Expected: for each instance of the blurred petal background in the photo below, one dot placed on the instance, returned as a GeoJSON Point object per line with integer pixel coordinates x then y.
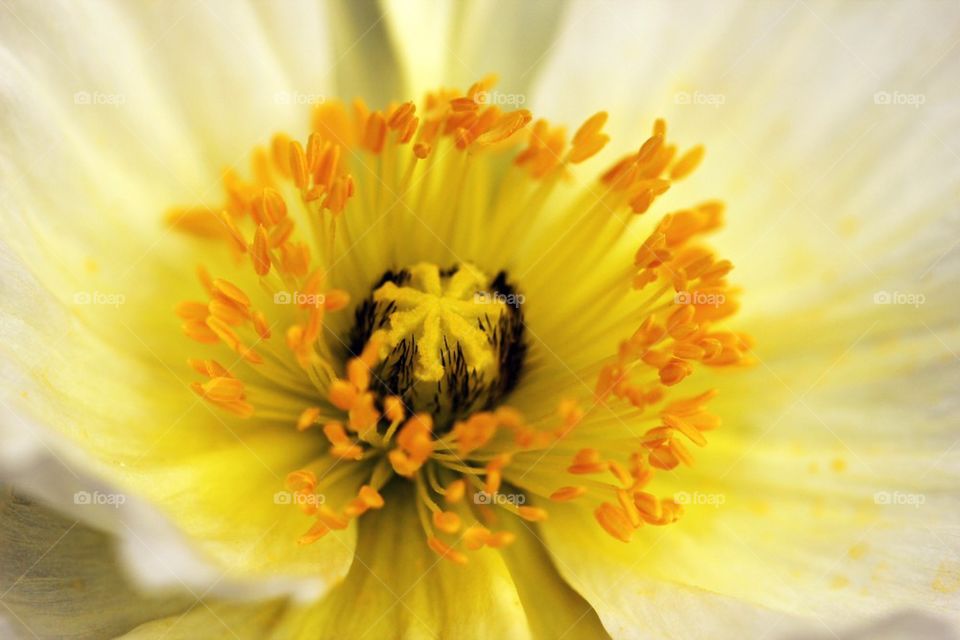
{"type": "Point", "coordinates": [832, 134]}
----------
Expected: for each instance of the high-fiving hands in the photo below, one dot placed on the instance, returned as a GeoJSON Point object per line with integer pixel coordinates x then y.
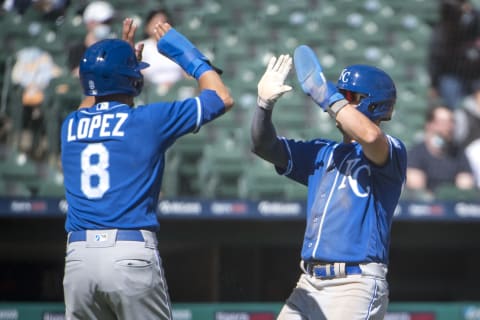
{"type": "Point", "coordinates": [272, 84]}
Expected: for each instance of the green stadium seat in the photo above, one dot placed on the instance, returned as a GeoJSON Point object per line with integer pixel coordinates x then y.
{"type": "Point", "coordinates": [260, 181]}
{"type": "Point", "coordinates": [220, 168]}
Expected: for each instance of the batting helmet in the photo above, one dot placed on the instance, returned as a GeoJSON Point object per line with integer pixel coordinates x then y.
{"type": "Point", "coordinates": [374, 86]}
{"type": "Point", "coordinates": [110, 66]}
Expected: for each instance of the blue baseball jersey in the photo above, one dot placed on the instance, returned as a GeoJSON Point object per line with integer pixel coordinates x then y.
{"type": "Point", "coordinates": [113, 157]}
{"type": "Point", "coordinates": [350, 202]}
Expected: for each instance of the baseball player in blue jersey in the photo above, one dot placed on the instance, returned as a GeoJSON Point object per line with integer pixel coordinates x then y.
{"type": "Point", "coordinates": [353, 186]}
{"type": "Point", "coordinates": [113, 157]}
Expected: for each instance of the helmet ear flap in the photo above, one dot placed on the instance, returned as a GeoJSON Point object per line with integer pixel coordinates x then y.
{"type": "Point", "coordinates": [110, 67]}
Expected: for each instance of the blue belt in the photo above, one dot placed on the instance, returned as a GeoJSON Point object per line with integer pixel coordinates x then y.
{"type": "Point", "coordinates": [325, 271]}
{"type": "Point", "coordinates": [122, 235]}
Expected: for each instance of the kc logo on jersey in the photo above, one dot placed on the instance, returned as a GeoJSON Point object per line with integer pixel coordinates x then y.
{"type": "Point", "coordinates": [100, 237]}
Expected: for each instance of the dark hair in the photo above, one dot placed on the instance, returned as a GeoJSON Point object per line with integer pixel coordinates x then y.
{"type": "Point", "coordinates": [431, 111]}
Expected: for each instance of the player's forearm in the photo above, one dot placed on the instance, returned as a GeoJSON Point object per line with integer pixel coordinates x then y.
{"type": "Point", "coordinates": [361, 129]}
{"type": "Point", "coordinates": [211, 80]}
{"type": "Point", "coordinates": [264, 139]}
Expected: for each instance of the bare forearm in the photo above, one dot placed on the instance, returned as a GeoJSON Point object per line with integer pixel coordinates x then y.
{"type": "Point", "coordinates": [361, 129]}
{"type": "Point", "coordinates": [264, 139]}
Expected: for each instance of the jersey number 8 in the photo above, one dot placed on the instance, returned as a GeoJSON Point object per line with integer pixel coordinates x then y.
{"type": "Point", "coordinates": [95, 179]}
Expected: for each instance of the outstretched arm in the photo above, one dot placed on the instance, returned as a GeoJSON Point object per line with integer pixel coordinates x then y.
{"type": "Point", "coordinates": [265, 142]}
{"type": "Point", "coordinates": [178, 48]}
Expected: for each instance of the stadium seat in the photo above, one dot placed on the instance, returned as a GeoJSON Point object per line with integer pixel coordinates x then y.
----------
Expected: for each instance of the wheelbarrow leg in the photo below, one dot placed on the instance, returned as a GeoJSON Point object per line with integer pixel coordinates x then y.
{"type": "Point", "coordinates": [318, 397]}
----------
- **WHAT YOU SHOULD DO**
Write out again the records starting with the line that contains "Expected: for each instance of the kc" and going on through the line that contains "Expected: for each instance of the stadium", substituting "lower arm" for "forearm" and leaving everything else unchanged.

- **COMPLETE RESPONSE**
Expected: for each instance of the kc logo on jersey in the photo above, one dot placed on the instance, returned as a GeoJSON Point object per line with integer pixel coordinates x then y.
{"type": "Point", "coordinates": [100, 237]}
Expected: for each instance of the dark hair in the photo above, one dot placed on the instance, returned as a GeoJSON Point object per line with integer pixel coordinates x then y.
{"type": "Point", "coordinates": [431, 111]}
Expected: for each instance of the player's lower arm in the photo above, one dot placed on the instance, returned as a GeoJSON Point object per line with integer pixel coordinates x then y.
{"type": "Point", "coordinates": [361, 129]}
{"type": "Point", "coordinates": [211, 80]}
{"type": "Point", "coordinates": [264, 139]}
Expected: for each instance of the bare lower arm in the photo above, one dot placed on the instance, returned as a GeoJSON Point object per line with integer pixel coordinates x then y.
{"type": "Point", "coordinates": [361, 129]}
{"type": "Point", "coordinates": [264, 139]}
Expected: for each instance of the jersey number 8 in the photo above, one dot placed on the instance, returned as a GeoJSON Point object per line with integer pixel coordinates x then y.
{"type": "Point", "coordinates": [95, 179]}
Expected: for each instance of the outstretched arm in the photo above, one dot placed on the instance, returned as a GeoJSON Point object per line with integer pixel coordinates x then y.
{"type": "Point", "coordinates": [265, 142]}
{"type": "Point", "coordinates": [178, 48]}
Expected: for each instance of the stadium seat in the photo above, one dot placed on the instance, returned as a GeoJSON Point object per line with integer pixel coordinates x then y.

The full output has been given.